Records contained in a dataset:
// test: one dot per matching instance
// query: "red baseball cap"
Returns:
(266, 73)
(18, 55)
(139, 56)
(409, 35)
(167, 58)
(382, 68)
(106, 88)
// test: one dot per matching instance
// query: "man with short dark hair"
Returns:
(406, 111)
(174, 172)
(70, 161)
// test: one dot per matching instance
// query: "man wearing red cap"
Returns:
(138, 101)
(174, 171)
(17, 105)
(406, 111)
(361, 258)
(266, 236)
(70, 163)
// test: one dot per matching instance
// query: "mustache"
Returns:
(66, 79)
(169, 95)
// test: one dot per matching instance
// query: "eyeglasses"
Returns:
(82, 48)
---
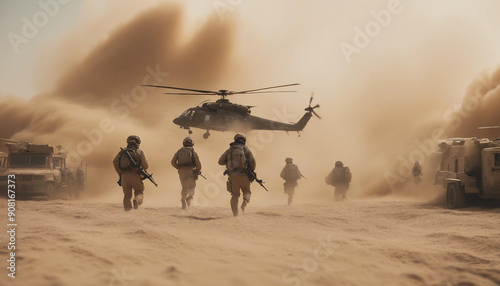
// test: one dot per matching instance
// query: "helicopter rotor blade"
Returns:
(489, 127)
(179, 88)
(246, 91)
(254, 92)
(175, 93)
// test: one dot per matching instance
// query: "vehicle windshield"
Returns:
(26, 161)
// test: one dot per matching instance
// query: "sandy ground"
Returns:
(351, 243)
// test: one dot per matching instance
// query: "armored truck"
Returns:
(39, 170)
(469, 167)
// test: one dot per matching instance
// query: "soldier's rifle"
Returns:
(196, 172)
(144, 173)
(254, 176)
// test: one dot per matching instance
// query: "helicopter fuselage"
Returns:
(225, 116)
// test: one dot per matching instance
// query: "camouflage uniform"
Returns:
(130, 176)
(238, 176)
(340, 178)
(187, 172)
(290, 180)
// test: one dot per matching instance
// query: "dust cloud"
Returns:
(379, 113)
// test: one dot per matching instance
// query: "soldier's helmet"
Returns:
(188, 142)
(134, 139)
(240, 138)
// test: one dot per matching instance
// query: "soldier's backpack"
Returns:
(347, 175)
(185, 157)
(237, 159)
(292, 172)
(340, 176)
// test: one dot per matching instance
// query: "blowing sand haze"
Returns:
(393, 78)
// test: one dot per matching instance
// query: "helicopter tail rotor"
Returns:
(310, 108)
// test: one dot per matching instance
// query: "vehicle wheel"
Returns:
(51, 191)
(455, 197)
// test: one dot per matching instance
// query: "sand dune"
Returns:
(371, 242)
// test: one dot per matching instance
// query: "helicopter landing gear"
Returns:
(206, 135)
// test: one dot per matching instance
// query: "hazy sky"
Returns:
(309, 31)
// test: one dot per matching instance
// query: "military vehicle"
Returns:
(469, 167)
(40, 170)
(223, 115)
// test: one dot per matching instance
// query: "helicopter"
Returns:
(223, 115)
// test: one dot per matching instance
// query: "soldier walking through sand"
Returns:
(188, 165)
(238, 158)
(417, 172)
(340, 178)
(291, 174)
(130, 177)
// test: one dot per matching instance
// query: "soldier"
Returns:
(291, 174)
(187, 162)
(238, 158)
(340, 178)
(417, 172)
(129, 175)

> _Assignment_: Answer with a single number, the count of lines above that contain "soldier".

> _Exercise response_: 5